* The problem: Duplicate the lines in the entries below exactly, covering every entry without changes.

#### Extracted material ####

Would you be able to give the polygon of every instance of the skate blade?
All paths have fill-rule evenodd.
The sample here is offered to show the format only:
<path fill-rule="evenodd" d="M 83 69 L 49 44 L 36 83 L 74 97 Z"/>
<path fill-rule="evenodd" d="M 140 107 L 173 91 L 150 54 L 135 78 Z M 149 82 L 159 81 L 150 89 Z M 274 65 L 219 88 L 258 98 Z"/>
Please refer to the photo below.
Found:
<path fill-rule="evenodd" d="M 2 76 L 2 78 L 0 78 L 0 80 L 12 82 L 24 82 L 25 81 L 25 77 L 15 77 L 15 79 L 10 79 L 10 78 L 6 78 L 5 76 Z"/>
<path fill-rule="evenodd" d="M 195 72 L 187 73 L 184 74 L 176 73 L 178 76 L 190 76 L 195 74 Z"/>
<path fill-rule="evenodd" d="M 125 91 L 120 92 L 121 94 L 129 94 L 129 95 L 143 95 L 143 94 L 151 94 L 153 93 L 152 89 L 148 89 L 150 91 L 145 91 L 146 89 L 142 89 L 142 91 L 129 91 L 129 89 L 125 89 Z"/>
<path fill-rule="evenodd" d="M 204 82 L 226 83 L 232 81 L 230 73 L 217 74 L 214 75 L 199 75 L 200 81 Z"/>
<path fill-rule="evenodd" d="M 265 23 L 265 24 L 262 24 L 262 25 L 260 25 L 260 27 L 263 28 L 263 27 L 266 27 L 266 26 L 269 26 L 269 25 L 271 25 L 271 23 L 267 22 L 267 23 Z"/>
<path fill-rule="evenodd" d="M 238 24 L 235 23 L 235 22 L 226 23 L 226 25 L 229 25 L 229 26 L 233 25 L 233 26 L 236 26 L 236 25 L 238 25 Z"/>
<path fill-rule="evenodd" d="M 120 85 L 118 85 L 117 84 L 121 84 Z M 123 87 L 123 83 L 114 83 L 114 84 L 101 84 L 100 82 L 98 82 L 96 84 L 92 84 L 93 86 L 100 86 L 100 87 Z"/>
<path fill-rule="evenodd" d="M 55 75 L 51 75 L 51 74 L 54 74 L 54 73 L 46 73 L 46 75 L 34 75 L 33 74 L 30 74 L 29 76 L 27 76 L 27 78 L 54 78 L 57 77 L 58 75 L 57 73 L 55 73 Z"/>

####

* Complete output:
Would you be able to give the polygon of every instance of the skate blade?
All paths have fill-rule evenodd.
The sample here is offered to show the format only:
<path fill-rule="evenodd" d="M 83 69 L 49 44 L 36 83 L 74 97 Z"/>
<path fill-rule="evenodd" d="M 140 107 L 173 91 L 150 54 L 135 78 Z M 149 82 L 159 81 L 150 89 Z M 274 65 L 219 88 L 258 98 Z"/>
Please refer to the photo below.
Found:
<path fill-rule="evenodd" d="M 2 76 L 2 78 L 0 78 L 0 80 L 12 82 L 24 82 L 25 81 L 25 77 L 15 77 L 15 79 L 10 79 L 10 78 L 6 78 L 5 76 Z"/>
<path fill-rule="evenodd" d="M 195 72 L 187 73 L 184 74 L 176 73 L 178 76 L 190 76 L 195 74 Z"/>
<path fill-rule="evenodd" d="M 125 91 L 120 92 L 121 94 L 129 94 L 129 95 L 143 95 L 143 94 L 151 94 L 153 93 L 152 89 L 148 89 L 150 91 L 145 91 L 146 89 L 142 89 L 142 91 L 129 91 L 129 89 L 125 89 Z"/>
<path fill-rule="evenodd" d="M 204 82 L 226 83 L 232 81 L 230 73 L 217 74 L 214 75 L 199 75 L 200 81 Z"/>
<path fill-rule="evenodd" d="M 265 23 L 265 24 L 262 24 L 262 25 L 260 25 L 260 27 L 263 28 L 263 27 L 266 27 L 266 26 L 269 26 L 269 25 L 271 25 L 271 23 L 267 22 L 267 23 Z"/>
<path fill-rule="evenodd" d="M 238 24 L 235 23 L 235 22 L 226 23 L 226 25 L 229 25 L 229 26 L 233 25 L 233 26 L 236 26 L 236 25 L 238 25 Z"/>
<path fill-rule="evenodd" d="M 120 85 L 118 85 L 117 84 L 121 84 Z M 123 87 L 123 83 L 114 83 L 114 84 L 101 84 L 100 82 L 98 82 L 96 84 L 92 84 L 93 86 L 100 86 L 100 87 Z"/>
<path fill-rule="evenodd" d="M 55 75 L 51 75 L 51 74 L 54 74 L 54 73 L 46 73 L 46 75 L 34 75 L 33 74 L 30 74 L 29 76 L 27 76 L 27 78 L 54 78 L 57 77 L 58 75 L 57 73 L 55 73 Z"/>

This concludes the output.